Liliana Porter, To Fix It [Man in Yellow], 2020. Broken table clock and figurine, 3 x 4 1/2 x 3 in.

Liliana Porter: Dream Fixer​

Published in La Nacion, Argentina

April 18, 2020

By Celina Chatruc

Margarita had lost almost all her siblings when the last one she had left died alongside her father in a fatal fire that also left her homeless. Instead of despairing, she learned to enjoy every moment.

“All that disaster could have turned her into a bitter person and yet the opposite happened,” says Liliana Porter about her mother, of Romanian origin, who taught her “not to be afraid of anything” and to take refuge in “fantasy as a way of salvation.” “She reinvented her life all the time,” added the artist in an interview with Ana Tiscornia. “She wrote, drew, did engravings, made dresses for me, cleaned house, all with the same intensity and dedication.”

Liliana inherited from her father, Julio, a sense of humor and a passion for storytelling. A writer and film director, he also gave her an enthusiasm for fictional worlds that can be seen in her work.

An admirer of Jorge Luis Borges, she chose a quote of his for the beginning of Breaking News, the video that arteBA Fundación recently published on their Instagram TV account: “When there is not a single thing on earth that oblivion does not erase or that memory does not alter, and when nobody knows into what images the future will be translated.”

There is an uncertainty that exists in these times as never before, but it does not seem to distress Porter. “This pause, this silence, is an opportunity to think. I believe that, in this aspect, it can have positive and unexpected consequences,” she told LA NACION during her quarantine in New York, where she has lived since 1964, while remotely opening an exhibition in Houston.

Liliana managed to instill this optimistic attitude into the little figurines that inhabit a large part of her creations. Dedicated to tasks that seem too much for them, subjected at times to tragic situations, the figurines clean or fix things patiently and with perseverance, as if time stood still.

Any similarity with the situation today is no mere coincidence. The relationship with “what we call reality” is one of the main themes of her work, which includes engravings, drawings, installations, objects, photography, video and theater. In addition to having her work represented in the collections of the most established museums around the world, she also participated in the Venice Biennale with an installation exhibited in the The Latin American Art Museum of Buenos Aires (MALBA) that was acquired by the Pérez Art Museum in Miami.

Her most recent project, filmed with cellphones by actors in their own homes, is available on vimeo, yet another proof that she is always ready to reinvent herself, just like her mother.

(Task prompt):
Revise the article on Liliana Porter, starting at "Liliana inherited from" and ending at "in her work.", so that "music" takes the place of "storytelling".

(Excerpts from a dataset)
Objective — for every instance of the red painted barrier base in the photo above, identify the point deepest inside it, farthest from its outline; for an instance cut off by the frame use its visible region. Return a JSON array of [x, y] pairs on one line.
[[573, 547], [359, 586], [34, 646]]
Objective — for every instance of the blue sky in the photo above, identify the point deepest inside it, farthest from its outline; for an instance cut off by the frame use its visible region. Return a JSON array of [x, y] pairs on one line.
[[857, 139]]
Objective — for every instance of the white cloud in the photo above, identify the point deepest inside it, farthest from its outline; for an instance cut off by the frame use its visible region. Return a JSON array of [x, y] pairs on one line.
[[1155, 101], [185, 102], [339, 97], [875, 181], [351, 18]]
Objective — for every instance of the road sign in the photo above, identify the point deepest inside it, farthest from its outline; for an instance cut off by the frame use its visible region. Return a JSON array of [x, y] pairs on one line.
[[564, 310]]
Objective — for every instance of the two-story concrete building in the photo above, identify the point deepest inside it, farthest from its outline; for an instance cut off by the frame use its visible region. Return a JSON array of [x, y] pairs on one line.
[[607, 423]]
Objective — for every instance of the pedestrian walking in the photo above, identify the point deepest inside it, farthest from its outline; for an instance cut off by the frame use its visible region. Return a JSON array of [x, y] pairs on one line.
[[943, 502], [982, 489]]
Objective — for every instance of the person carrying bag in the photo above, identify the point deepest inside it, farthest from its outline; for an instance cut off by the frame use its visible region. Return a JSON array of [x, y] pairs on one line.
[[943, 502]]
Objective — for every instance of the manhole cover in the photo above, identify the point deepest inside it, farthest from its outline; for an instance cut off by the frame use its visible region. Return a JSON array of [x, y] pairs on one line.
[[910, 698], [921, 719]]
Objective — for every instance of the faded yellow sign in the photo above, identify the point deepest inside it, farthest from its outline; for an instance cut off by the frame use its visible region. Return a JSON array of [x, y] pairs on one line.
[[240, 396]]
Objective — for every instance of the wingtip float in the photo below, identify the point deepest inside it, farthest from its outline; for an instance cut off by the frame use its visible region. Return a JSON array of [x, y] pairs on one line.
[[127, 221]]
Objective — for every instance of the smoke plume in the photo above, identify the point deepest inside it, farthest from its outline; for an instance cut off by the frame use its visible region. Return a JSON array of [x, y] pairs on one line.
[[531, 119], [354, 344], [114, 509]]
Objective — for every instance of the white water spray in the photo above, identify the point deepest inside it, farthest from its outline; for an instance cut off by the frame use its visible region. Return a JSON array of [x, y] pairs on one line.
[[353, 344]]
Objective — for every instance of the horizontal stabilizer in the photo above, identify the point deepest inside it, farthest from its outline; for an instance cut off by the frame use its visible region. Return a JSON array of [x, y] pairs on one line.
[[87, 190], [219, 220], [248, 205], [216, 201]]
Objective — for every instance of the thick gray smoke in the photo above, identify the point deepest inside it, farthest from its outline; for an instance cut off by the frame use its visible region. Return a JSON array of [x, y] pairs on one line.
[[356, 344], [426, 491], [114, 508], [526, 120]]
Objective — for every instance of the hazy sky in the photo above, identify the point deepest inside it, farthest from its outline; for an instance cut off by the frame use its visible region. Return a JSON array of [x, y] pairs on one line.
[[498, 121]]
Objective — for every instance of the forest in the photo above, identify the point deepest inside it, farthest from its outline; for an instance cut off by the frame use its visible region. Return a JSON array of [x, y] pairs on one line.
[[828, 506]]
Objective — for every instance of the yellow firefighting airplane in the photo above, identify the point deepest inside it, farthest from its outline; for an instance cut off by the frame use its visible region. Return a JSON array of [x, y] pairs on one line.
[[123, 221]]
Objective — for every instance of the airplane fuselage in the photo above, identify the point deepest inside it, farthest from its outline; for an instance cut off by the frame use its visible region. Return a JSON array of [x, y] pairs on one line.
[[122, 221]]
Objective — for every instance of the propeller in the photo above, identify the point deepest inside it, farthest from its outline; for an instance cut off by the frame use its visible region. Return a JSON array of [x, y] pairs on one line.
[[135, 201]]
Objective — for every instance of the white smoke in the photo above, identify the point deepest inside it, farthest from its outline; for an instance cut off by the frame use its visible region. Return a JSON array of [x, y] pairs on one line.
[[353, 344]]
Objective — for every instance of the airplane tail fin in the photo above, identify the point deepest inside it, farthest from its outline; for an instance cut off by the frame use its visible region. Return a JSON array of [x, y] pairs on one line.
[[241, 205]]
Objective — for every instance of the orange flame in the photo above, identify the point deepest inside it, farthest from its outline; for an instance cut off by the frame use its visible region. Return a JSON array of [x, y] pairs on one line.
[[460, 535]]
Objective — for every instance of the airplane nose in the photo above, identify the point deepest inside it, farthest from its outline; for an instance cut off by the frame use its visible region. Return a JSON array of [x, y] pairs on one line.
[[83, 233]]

(Answer for this exercise):
Liliana inherited from her father, Julio, a sense of humor and a passion for music. A writer and film director, he also gave her an enthusiasm for fictional worlds that can be seen in her work.